-- start --

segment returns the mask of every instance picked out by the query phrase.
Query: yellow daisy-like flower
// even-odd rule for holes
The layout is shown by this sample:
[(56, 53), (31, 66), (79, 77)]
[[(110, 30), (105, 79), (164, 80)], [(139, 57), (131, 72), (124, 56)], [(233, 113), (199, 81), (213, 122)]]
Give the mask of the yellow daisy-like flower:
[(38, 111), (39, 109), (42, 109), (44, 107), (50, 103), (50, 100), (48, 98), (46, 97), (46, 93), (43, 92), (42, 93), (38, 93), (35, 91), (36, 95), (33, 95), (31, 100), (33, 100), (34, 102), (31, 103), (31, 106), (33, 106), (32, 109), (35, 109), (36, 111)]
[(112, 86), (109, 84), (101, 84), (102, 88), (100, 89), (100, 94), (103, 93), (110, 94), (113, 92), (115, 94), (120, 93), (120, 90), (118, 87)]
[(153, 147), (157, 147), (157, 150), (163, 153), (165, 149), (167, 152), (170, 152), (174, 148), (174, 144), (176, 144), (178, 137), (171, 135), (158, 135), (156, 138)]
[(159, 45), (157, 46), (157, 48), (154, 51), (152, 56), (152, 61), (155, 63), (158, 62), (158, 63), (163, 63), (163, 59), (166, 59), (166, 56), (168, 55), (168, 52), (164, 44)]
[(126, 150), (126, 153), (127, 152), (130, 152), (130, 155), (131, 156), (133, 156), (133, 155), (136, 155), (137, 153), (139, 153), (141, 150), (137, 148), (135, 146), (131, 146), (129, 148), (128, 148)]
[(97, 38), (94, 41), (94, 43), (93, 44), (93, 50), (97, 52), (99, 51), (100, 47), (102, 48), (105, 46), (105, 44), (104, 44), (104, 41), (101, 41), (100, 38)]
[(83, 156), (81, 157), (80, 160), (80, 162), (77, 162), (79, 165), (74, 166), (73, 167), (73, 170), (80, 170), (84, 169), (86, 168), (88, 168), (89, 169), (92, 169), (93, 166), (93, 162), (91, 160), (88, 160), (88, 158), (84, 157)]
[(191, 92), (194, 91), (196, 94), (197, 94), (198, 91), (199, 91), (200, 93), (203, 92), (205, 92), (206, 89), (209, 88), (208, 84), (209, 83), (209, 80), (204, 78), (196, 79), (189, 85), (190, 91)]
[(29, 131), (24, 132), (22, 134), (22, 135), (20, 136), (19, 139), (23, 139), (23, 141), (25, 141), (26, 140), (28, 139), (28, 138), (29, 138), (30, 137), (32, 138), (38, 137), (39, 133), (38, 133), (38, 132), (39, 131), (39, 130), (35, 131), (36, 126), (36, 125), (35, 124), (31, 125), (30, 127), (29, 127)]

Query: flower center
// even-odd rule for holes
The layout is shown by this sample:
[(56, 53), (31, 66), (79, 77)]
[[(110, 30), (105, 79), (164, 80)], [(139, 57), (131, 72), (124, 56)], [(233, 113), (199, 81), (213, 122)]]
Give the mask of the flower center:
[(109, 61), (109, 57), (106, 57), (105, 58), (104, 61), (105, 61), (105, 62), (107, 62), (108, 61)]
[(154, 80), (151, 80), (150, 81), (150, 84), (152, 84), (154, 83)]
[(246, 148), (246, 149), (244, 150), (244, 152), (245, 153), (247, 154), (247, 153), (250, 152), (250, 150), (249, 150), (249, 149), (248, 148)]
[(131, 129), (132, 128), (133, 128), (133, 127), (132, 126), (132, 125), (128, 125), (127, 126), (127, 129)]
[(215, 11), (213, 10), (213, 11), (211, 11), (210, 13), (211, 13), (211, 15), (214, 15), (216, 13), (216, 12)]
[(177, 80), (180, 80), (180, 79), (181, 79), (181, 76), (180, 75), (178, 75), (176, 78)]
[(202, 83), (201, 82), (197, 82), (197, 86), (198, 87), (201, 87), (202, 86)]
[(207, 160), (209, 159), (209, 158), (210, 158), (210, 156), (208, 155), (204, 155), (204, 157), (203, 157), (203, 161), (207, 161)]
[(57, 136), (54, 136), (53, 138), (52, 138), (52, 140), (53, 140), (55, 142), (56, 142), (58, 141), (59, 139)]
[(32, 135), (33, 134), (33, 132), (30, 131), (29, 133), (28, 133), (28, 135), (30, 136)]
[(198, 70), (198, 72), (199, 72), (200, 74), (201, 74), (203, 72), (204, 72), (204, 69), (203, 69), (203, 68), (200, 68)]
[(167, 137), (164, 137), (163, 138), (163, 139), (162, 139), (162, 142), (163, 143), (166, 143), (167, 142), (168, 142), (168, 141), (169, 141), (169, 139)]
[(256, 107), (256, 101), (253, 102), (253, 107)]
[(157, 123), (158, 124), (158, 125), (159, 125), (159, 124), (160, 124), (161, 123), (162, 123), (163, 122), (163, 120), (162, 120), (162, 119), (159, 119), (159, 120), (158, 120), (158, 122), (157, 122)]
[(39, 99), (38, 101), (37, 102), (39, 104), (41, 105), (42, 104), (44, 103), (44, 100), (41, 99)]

-- end --

Task objective - Copy out the entries above, substituting "cutouts" for every occurrence of "holes" and leaving everything else unchanged.

Result for this exercise -
segment returns the mask of every instance picked out by the query phrase.
Query: yellow daisy-like flower
// even-odd rule for cutouts
The layout is shown by this sample:
[(56, 53), (31, 66), (79, 77)]
[[(110, 30), (105, 79), (164, 80)], [(139, 57), (131, 72), (124, 56)], [(233, 113), (199, 81), (213, 122)]]
Give the mask of the yellow daisy-like flower:
[(38, 111), (39, 109), (42, 109), (44, 107), (50, 103), (50, 100), (48, 98), (46, 97), (46, 93), (43, 92), (42, 93), (38, 93), (35, 91), (36, 95), (33, 95), (31, 100), (33, 100), (34, 102), (31, 103), (31, 106), (33, 106), (32, 109), (35, 109), (36, 111)]
[(112, 86), (109, 84), (101, 84), (102, 88), (100, 89), (100, 94), (103, 93), (110, 94), (113, 92), (115, 94), (120, 93), (120, 90), (118, 87)]
[(153, 147), (157, 147), (157, 150), (163, 153), (165, 149), (167, 152), (170, 152), (174, 148), (174, 144), (176, 144), (178, 137), (171, 135), (158, 135), (156, 138)]
[(159, 45), (157, 46), (157, 48), (154, 51), (152, 56), (152, 61), (155, 63), (158, 62), (158, 63), (163, 63), (163, 59), (166, 59), (166, 56), (168, 55), (168, 52), (164, 44)]
[(126, 150), (126, 153), (127, 152), (130, 152), (130, 155), (131, 156), (133, 156), (133, 155), (136, 155), (137, 153), (139, 153), (141, 150), (137, 148), (135, 146), (131, 146), (129, 148), (128, 148)]
[(97, 38), (94, 41), (94, 43), (93, 44), (93, 50), (97, 52), (99, 51), (100, 47), (102, 48), (105, 46), (105, 44), (104, 44), (104, 41), (101, 41), (100, 38)]
[(83, 156), (81, 157), (80, 160), (80, 162), (77, 162), (79, 165), (74, 166), (73, 167), (73, 170), (80, 170), (84, 169), (86, 168), (88, 168), (89, 169), (92, 169), (93, 166), (93, 162), (91, 160), (88, 160), (88, 158), (84, 157)]
[(191, 92), (194, 91), (196, 94), (197, 94), (198, 91), (199, 91), (200, 93), (203, 92), (205, 92), (206, 89), (209, 88), (208, 84), (209, 83), (209, 80), (204, 78), (196, 79), (189, 85), (190, 91)]
[(29, 131), (24, 132), (22, 134), (22, 135), (20, 136), (19, 139), (23, 139), (23, 141), (25, 141), (26, 140), (28, 139), (28, 138), (29, 138), (30, 137), (32, 138), (38, 137), (39, 133), (38, 133), (38, 132), (39, 131), (39, 130), (35, 131), (36, 126), (36, 125), (35, 124), (31, 125), (30, 127), (29, 127)]

Query: flower center
// even-odd rule for cutouts
The layout is shown by this sample:
[(56, 53), (31, 66), (79, 77)]
[[(110, 30), (105, 79), (164, 80)], [(139, 57), (131, 72), (124, 56)], [(233, 113), (199, 81), (213, 122)]]
Give the mask of the flower center:
[(109, 61), (109, 57), (106, 57), (105, 58), (104, 61), (105, 61), (105, 62), (107, 62), (108, 61)]
[(154, 80), (151, 80), (150, 81), (150, 84), (152, 84), (154, 83)]
[(246, 148), (246, 149), (244, 150), (244, 152), (245, 153), (247, 154), (247, 153), (250, 152), (250, 150), (249, 150), (249, 149), (248, 148)]
[(131, 129), (132, 128), (133, 128), (133, 127), (132, 126), (132, 125), (128, 125), (127, 126), (127, 129)]
[(215, 11), (213, 10), (213, 11), (211, 11), (210, 13), (211, 13), (211, 15), (214, 15), (216, 13), (216, 12)]
[(177, 80), (180, 80), (180, 79), (181, 79), (181, 76), (180, 75), (178, 75), (176, 78)]
[(202, 83), (201, 82), (197, 82), (197, 86), (198, 87), (201, 87), (202, 86)]
[(207, 160), (209, 159), (209, 158), (210, 158), (210, 156), (208, 155), (204, 155), (204, 157), (203, 157), (203, 161), (207, 161)]
[(57, 136), (54, 136), (53, 138), (52, 138), (52, 140), (53, 140), (55, 142), (56, 142), (58, 141), (59, 139)]
[(32, 135), (33, 134), (33, 132), (30, 131), (29, 133), (28, 133), (28, 135), (30, 136)]
[(198, 70), (198, 72), (199, 72), (200, 74), (201, 74), (203, 72), (204, 72), (204, 69), (203, 69), (203, 68), (200, 68)]
[(167, 137), (164, 137), (163, 138), (163, 139), (162, 139), (162, 142), (163, 143), (166, 143), (167, 142), (168, 142), (168, 141), (169, 141), (169, 139)]
[(256, 107), (256, 101), (253, 102), (253, 107)]
[(157, 123), (158, 124), (158, 125), (159, 125), (159, 124), (160, 124), (161, 123), (162, 123), (163, 122), (163, 120), (162, 120), (162, 119), (159, 119), (159, 120), (158, 120), (158, 122), (157, 122)]
[(39, 99), (38, 101), (37, 102), (39, 104), (41, 105), (42, 104), (44, 103), (44, 100), (41, 99)]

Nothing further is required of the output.